| Trecho para leitura |

^^^^

Em Pernambuco, por exemplo, houve aumento de matrículas em curso da Educação à Distância (EAD) no pós-pandemia. De acordo com o Mapa do Ensino Superior 2025, do Instituto Semesp, entre os anos de 2022 e 2023, o número de matrículas em cursos presenciais teve queda de 5,5%, com aumento de 1,4% na rede privada. Na EaD, o aumento no período foi de 22,8%, sendo 22,2% na rede privada. A rede privada de ensino superior reflete em 79% das matrículas totais no estado, concentrando 96,4% das matrículas em cursos EaD e 66,8% em cursos presenciais.

^^^^

| Material fornecido |

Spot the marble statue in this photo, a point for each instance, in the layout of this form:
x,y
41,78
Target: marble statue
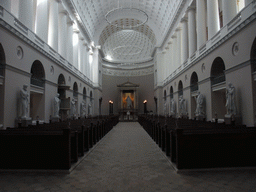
x,y
56,105
230,96
129,102
83,108
182,105
73,107
173,107
200,105
90,108
24,101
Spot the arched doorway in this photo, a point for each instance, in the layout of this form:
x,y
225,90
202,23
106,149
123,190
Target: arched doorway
x,y
65,102
165,103
253,64
74,102
37,96
218,81
90,105
194,93
180,92
2,63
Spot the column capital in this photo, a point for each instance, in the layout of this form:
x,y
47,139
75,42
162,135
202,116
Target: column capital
x,y
184,19
191,8
178,29
63,12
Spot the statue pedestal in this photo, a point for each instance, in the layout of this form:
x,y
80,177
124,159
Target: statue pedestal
x,y
200,117
23,122
236,120
55,119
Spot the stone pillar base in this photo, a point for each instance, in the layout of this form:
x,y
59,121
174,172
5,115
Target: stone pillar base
x,y
200,117
55,119
24,122
236,120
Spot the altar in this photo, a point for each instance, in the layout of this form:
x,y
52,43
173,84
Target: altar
x,y
128,101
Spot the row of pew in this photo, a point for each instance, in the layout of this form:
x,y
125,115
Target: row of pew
x,y
192,144
52,145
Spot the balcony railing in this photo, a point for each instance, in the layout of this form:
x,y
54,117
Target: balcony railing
x,y
194,87
37,82
218,79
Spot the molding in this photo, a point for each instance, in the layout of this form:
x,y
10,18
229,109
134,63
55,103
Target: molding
x,y
14,69
40,47
203,54
237,67
137,72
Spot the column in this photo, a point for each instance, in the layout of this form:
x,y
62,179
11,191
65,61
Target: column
x,y
62,31
69,40
247,2
184,40
95,66
75,48
171,57
213,19
229,11
80,53
6,4
53,23
174,50
191,30
41,27
26,13
85,60
178,48
201,22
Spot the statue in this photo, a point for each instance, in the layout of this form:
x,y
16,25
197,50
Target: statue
x,y
230,96
56,105
24,101
165,107
173,107
200,105
73,107
182,106
89,108
129,102
83,108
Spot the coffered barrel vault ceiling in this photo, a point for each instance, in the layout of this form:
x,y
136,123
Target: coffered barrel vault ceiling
x,y
133,45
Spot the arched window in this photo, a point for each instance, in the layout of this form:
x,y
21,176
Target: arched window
x,y
2,60
61,80
194,82
217,71
84,94
171,92
75,90
180,88
37,74
253,55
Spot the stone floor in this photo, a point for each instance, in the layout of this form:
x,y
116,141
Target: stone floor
x,y
127,159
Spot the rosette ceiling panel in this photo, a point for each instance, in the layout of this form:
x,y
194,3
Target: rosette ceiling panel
x,y
128,31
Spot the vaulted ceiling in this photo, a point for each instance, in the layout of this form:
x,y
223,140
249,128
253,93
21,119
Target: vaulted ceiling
x,y
128,31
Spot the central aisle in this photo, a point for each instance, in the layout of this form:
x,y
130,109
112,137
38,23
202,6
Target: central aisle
x,y
128,160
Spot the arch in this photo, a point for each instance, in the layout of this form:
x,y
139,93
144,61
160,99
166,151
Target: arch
x,y
253,55
61,80
171,92
194,82
180,88
217,71
37,74
75,90
2,55
84,93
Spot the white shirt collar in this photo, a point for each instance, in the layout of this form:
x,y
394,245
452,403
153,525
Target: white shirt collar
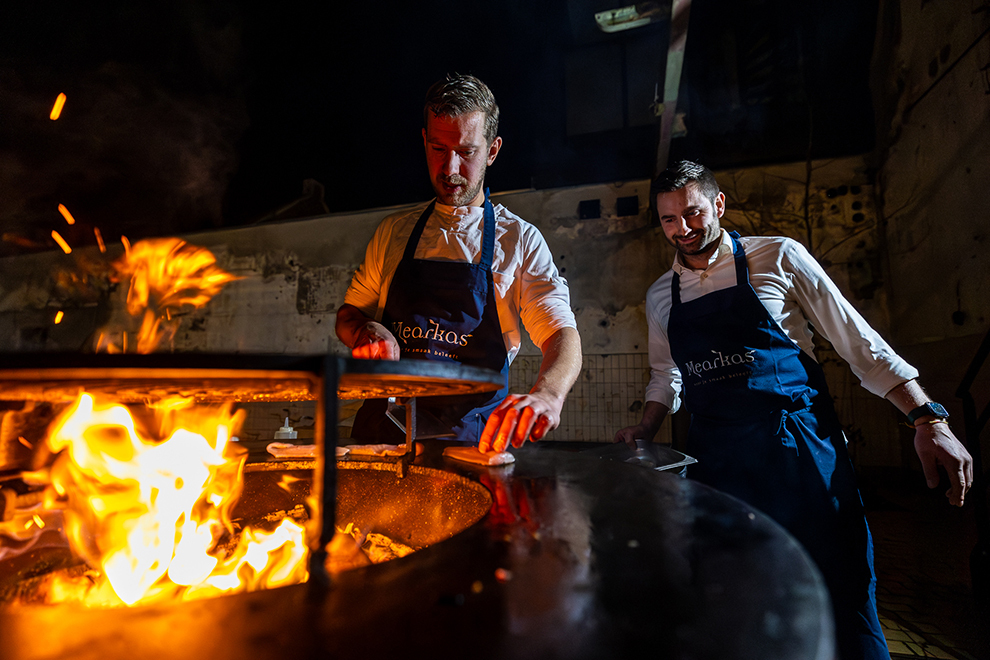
x,y
724,248
456,216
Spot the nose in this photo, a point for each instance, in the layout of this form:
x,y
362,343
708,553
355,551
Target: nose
x,y
451,163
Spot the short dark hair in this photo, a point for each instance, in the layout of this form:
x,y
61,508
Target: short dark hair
x,y
459,94
681,173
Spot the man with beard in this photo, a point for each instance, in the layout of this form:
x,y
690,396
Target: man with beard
x,y
730,327
455,282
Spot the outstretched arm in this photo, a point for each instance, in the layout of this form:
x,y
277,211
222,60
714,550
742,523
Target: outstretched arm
x,y
530,416
365,337
935,443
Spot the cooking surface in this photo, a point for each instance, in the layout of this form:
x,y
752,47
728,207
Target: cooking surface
x,y
141,378
579,558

^^^^

| Trabalho solicitado |
Reproduza, do trecho sobre as matrículas no ensino superior em Pernambuco, a passagem que vai de "Em Pernambuco, por" a "em cursos presenciais.", sem alterar nenhuma palavra.

| Resposta |
Em Pernambuco, por exemplo, houve aumento de matrículas em curso da Educação à Distância (EAD) no pós-pandemia. De acordo com o Mapa do Ensino Superior 2025, do Instituto Semesp, entre os anos de 2022 e 2023, o número de matrículas em cursos presenciais teve queda de 5,5%, com aumento de 1,4% na rede privada. Na EaD, o aumento no período foi de 22,8%, sendo 22,2% na rede privada. A rede privada de ensino superior reflete em 79% das matrículas totais no estado, concentrando 96,4% das matrículas em cursos EaD e 66,8% em cursos presenciais.